→ Exercise text:
--------------------------------------------------

Our institutional review board deemed this study exempt from institutional review due to the public and anonymized nature of the dataset.
Sample output slices are shown in Figure 2. Mean whole-gland Dice coefficient was 0.92 (95% CI 0.91-0.93) for the test set and 0.97 (95% CI 0.97-0.97) for the training set. Mean zonal Dice coefficient was 0.88 (95% CI 0.87-0.89) for the test set and 0.95 (95% CI 0.95-0.95) for the training set. Processing time ranged from 0.5 to 1.2 seconds per volume. Model errors occurred when a pixel was misclassified. Errors were most common at the superior and inferior margins of the prostate, where volume averaging makes anatomical boundaries somewhat ambiguous (Figure 3).
These data suggest that our model is a viable alternative to manual segmentation and can be used as a replacement for existing automated methods. To our knowledge this represents an improvement over the best-performing prostate segmentation models in the literature5,6. We credit the performance improvement to the use of a) a streamlined purely-residual architecture, b) instance normalization7 rather than batch normalization, which tends to perform poorly with small batch sizes, and c) weighted softmax to combat class imbalance. Limitations of this study include the relatively small size of the dataset in comparison to industrial-grade non-medical datasets, which undoubtedly contributed to the discrepancy between test and training set performance. Future work will focus on acquiring more data and integrating the model into clinical workflows. We also intend to experiment with newer model variants, including the recently introduced densely connected neural network architecture8.
1. Greenham, Stuart, et al. "Evaluation of atlas‐based auto‐segmentation software in prostate cancer patients." Journal of medical radiation sciences 61.3 (2014): 151-158.

--------------------------------------------------

→ Data excerpts:
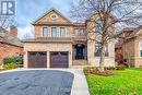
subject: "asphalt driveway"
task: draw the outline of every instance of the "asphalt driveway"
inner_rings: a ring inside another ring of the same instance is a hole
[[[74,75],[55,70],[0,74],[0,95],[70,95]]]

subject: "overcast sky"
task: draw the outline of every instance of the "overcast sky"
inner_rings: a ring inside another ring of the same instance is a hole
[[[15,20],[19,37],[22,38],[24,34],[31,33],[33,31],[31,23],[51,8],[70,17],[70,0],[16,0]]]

--------------------------------------------------

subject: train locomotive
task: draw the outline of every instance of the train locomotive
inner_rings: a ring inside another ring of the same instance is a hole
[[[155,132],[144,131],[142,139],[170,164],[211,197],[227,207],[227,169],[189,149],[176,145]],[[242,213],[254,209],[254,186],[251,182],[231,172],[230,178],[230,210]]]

--------------------------------------------------

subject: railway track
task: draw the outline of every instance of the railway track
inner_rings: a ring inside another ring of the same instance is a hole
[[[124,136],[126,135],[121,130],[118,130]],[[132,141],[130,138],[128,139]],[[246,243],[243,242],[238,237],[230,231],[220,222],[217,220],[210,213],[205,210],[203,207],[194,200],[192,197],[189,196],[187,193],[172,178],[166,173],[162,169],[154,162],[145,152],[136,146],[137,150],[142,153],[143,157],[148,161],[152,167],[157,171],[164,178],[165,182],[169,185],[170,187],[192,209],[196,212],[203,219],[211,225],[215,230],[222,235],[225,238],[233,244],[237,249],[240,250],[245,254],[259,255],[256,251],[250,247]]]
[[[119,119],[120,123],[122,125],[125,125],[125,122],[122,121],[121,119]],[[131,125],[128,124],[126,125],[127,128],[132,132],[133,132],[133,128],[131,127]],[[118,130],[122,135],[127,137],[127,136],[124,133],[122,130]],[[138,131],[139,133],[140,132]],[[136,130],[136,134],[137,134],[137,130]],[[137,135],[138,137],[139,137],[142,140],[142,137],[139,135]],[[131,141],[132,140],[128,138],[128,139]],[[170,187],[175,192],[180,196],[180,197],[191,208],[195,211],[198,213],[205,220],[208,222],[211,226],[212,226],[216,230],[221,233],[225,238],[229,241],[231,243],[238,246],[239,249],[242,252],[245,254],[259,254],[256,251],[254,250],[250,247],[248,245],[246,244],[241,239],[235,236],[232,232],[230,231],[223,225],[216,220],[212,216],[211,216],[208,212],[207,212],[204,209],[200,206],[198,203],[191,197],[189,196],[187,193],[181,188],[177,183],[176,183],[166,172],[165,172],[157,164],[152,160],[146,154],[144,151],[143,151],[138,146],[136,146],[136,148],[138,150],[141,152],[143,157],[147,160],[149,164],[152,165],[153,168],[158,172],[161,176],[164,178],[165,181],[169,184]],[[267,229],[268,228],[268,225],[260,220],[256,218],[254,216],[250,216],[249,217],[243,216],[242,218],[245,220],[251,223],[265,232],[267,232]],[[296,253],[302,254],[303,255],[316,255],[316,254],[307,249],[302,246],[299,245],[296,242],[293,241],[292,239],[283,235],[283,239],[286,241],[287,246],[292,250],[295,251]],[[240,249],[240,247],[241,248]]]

--------------------------------------------------

→ Actions to take:
[1] Copy everything in the prostate segmentation excerpt from "Our institutional review" down to "ambiguous (Figure 3).".
[2] In the prostate segmentation excerpt, where on the prostate did model errors occur most often?
[3] Continue the prostate segmentation excerpt from where it stops.

→ Results of the exercise:
[1]
Our institutional review board deemed this study exempt from institutional review due to the public and anonymized nature of the dataset.
Sample output slices are shown in Figure 2. Mean whole-gland Dice coefficient was 0.92 (95% CI 0.91-0.93) for the test set and 0.97 (95% CI 0.97-0.97) for the training set. Mean zonal Dice coefficient was 0.88 (95% CI 0.87-0.89) for the test set and 0.95 (95% CI 0.95-0.95) for the training set. Processing time ranged from 0.5 to 1.2 seconds per volume. Model errors occurred when a pixel was misclassified. Errors were most common at the superior and inferior margins of the prostate, where volume averaging makes anatomical boundaries somewhat ambiguous (Figure 3).

[2] At the superior and inferior margins of the prostate.

[3]
2. Geert Litjens, Oscar Debats, Jelle Barentsz, Nico Karssemeijer, and Henkjan Huisman. "ProstateX Challenge data", The Cancer Imaging Archive (2017).
3. Ronneberger, Olaf, Philipp Fischer, and Thomas Brox. "U-net: Convolutional networks for biomedical image segmentation." International Conference on Medical Image Computing and Computer-Assisted Intervention. Springer, Cham, 2015.
4. Han, Xiao. "Automatic Liver Lesion Segmentation Using A Deep Convolutional Neural Network Method." arXiv preprint arXiv:1704.07239 (2017).
5. Clark, Tyler, et al. "Fully automated segmentation of prostate whole gland and transition zone in diffusion-weighted MRI using convolutional neural networks." Journal of Medical Imaging 4.4 (2017): 041307.
6. Jia, Haozhe, et al. "Prostate segmentation in MR images using ensemble deep convolutional neural networks." Biomedical Imaging (ISBI 2017), 2017 IEEE 14th International Symposium on. IEEE, 2017.
7. Ulyanov, Dmitry, Andrea Vedaldi, and Victor Lempitsky. "Instance normalization: The missing ingredient for fast stylization." arXiv preprint arXiv:1607.08022 (2016).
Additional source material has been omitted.